▸ ESERCIZIO A: Riassumi in due frasi il testo sulla morte di Umberto Veronesi.
▸ ESERCIZIO B: Trascrivi senza alcuna modifica tutto ciò che, nel testo su Umberto Veronesi, va da "Nato a Milano" giù fino a "a livello internazionale.".
▸ ESERCIZIO C: Riprendi il testo su Umberto Veronesi e prosegui a scriverlo da dove si ferma.

▸ TESTO FORNITO:
*-*-*

È morto Umberto Veronesi
oncologo di fama mondiale
Una vita per la lotta ai tumori

di Nancy Calarco08 Novembre 2016
08 Novembre 2016
Umberto Veronesi

Umberto Veronesi in una immagine del 29 maggio 2000. ANSA/FARINACCI

È morto Umberto Veronesi. Il medico milanese, ex senatore e fondatore dello Ieo, si è spento a novant’anni. Specializzato nella cura del cancro, ha salvato moltissime donne dal tumore al seno.

Nato a Milano nel 1925, si è laureato in medicina e chirurgia. Ha lavorato all’Istituto dei Tumori nel capoluogo lombardo, diventando poi il Direttore Generale. Veronesi ha rivoluzionato il mondo della ricerca contro il cancro con l’Istituto Oncologico Italiano, inaugurato nel 1991, divenendo un esempio per la cura e la prevenzione a livello internazionale.

*-*-*

▸ MATERIALE DI PARTENZA:
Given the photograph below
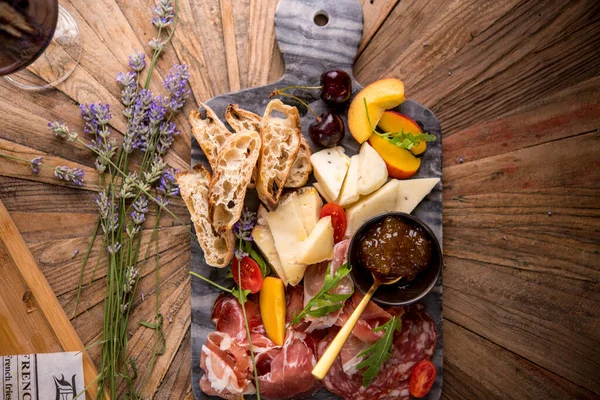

*-*-*

▸ RISPOSTA A: È morto Umberto Veronesi, medico milanese specializzato nella cura del cancro, ex senatore e fondatore dello Ieo, che ha salvato moltissime donne dal tumore al seno. Nato a Milano nel 1925 e laureato in medicina e chirurgia, ha lavorato all'Istituto dei Tumori fino a diventarne Direttore Generale e ha rivoluzionato la ricerca contro il cancro con l'istituto inaugurato nel 1991.

▸ RISPOSTA B:
Nato a Milano nel 1925, si è laureato in medicina e chirurgia. Ha lavorato all’Istituto dei Tumori nel capoluogo lombardo, diventando poi il Direttore Generale. Veronesi ha rivoluzionato il mondo della ricerca contro il cancro con l’Istituto Oncologico Italiano, inaugurato nel 1991, divenendo un esempio per la cura e la prevenzione a livello internazionale.

▸ RISPOSTA C:
Ha messo a punto una tecnica rivoluzionaria: la quadrantectomia, per combattere il tumore alla mammella. Un intervento a impatto estetico meno invasivo, ma tanto efficace come la mastectomia, ovvero l’asportazione chirurgica.

Non fu solo quello a farne un uomo di ricerca apprezzato in tutto il mondo, piuttosto la visione “politica” della malattia, pensiero che nessuno in Italia ha mai avuto quanto lui. Il suo slogan è stato: “Si cura meglio dove si fa ricerca”.

Si è battuto per la creazione degli Irrcs, ossia gli istituti di ricovero e cura a carattere scientifico. Veronesi ha sempre guardato al futuro con positività: “Oggi bisogna ragionare globalmente. La ricerca è internazionale”. La medicina come strumento di crescita collettiva e di progresso.

Difensore dei diritti degli animali, sostenitore del testamento biologico nonché dell’eutanasia, nel 2003 ha creato la fondazione Veronesi per sostenere la ricerca e la divulgazione scientifica. È stato anche ministro della Sanità durante il governo Amato, dal 2000 al 2001, e senatore dal 2008 al 2011. Ha ricevuto tredici lauree honoris causa, nazionali e internazionali.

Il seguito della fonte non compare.